Set out every line of the records below as a numbered list, leaving out any blank lines.

===== INFORMATION PROVIDED =====

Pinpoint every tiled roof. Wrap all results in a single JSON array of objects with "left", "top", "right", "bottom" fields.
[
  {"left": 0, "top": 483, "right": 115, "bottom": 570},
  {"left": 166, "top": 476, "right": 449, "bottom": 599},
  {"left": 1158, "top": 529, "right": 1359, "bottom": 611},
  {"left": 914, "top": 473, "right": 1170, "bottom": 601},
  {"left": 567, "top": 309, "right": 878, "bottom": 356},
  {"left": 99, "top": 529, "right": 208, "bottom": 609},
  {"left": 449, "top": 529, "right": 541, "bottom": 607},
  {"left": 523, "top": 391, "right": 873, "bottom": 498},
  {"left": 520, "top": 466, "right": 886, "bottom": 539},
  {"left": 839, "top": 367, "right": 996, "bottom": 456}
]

=====

ANSWER TO THIS PROBLEM ->
1. Pinpoint every tiled roof. Wrap all results in a single JSON array of objects with "left", "top", "right", "bottom" fields.
2. [
3.   {"left": 0, "top": 483, "right": 115, "bottom": 570},
4.   {"left": 166, "top": 476, "right": 449, "bottom": 599},
5.   {"left": 1158, "top": 529, "right": 1359, "bottom": 611},
6.   {"left": 914, "top": 473, "right": 1170, "bottom": 601},
7.   {"left": 567, "top": 309, "right": 878, "bottom": 356},
8.   {"left": 99, "top": 529, "right": 208, "bottom": 609},
9.   {"left": 449, "top": 529, "right": 541, "bottom": 607},
10.   {"left": 523, "top": 391, "right": 873, "bottom": 498},
11.   {"left": 520, "top": 466, "right": 886, "bottom": 539},
12.   {"left": 839, "top": 367, "right": 996, "bottom": 456}
13. ]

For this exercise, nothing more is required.